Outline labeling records
>> BEGIN
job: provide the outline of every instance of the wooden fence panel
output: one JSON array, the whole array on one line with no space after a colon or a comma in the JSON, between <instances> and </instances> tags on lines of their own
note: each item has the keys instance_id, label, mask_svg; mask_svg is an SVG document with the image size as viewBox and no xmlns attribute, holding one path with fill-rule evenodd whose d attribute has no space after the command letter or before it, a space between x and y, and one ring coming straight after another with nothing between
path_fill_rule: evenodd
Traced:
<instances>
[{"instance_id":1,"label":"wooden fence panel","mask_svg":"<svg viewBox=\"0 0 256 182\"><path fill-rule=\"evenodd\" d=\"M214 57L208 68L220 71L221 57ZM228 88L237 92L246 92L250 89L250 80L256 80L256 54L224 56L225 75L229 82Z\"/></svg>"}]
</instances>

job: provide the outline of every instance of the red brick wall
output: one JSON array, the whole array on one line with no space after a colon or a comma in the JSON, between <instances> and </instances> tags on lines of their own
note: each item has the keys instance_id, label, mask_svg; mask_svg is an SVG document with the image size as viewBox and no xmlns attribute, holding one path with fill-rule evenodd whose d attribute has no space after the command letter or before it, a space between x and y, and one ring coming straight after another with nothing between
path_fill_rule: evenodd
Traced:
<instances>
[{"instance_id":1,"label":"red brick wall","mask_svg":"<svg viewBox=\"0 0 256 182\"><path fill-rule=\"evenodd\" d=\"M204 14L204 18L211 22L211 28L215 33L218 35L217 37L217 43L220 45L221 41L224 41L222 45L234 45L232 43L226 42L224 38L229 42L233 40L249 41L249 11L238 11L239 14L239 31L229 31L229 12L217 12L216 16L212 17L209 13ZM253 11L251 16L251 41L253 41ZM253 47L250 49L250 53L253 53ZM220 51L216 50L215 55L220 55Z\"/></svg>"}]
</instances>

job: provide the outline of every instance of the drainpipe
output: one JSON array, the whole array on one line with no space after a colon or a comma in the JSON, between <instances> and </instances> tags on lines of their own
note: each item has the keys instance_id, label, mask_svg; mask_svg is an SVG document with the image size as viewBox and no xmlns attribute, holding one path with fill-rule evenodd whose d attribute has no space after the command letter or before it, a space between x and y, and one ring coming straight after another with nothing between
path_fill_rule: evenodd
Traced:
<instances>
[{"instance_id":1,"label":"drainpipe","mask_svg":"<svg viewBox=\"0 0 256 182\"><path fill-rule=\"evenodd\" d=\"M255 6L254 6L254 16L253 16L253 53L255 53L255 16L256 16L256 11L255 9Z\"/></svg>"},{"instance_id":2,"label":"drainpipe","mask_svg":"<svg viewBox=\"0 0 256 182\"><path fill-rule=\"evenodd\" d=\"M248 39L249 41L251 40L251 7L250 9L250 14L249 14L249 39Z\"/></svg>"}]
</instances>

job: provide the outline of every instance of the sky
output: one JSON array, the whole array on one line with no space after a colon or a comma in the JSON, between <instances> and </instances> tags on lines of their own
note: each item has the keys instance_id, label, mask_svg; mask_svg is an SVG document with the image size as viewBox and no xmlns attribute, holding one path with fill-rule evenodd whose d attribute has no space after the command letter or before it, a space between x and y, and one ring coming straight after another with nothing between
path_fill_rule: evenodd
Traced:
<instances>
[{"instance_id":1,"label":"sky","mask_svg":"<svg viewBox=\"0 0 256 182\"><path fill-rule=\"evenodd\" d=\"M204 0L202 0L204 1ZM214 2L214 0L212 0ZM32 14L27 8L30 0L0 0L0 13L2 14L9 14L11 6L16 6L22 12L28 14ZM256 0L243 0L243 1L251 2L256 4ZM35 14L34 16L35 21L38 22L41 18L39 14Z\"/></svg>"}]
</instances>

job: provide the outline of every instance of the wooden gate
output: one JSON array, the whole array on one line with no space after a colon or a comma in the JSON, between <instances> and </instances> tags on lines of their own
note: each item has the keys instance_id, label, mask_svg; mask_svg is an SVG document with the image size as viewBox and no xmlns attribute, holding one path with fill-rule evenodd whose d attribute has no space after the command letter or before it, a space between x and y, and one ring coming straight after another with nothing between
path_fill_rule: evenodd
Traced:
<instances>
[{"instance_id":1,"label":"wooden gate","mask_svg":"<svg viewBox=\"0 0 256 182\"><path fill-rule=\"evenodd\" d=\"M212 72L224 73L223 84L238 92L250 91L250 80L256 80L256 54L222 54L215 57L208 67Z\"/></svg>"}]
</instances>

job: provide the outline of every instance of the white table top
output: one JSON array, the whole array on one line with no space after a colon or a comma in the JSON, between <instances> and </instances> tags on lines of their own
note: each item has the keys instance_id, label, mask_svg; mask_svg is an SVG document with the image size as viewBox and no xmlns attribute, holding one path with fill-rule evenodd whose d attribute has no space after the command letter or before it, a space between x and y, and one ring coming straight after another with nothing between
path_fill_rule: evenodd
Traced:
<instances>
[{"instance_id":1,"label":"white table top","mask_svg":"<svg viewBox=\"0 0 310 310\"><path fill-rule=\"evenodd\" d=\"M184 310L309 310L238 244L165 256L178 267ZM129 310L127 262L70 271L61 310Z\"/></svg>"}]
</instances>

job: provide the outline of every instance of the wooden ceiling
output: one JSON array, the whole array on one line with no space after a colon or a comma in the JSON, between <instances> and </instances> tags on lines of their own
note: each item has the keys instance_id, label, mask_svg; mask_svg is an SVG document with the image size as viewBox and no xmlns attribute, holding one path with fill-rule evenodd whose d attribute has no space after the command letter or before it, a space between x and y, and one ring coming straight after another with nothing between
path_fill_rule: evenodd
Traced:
>> END
■ **Stated problem**
Find each line in the lines above that contains the word "brick", and copy it out. Case counts.

■ **Written reply**
job: provide the outline of every instance of the red brick wall
[{"instance_id":1,"label":"red brick wall","mask_svg":"<svg viewBox=\"0 0 256 182\"><path fill-rule=\"evenodd\" d=\"M204 14L204 18L211 22L211 28L215 33L218 35L217 37L217 43L220 45L221 41L224 41L222 45L234 45L232 43L226 42L224 38L229 42L233 40L249 41L249 11L238 11L239 14L239 31L229 31L229 12L217 12L216 16L212 17L209 13ZM253 11L251 16L251 41L253 41ZM253 47L250 49L250 53L253 53ZM220 51L216 50L215 55L220 55Z\"/></svg>"}]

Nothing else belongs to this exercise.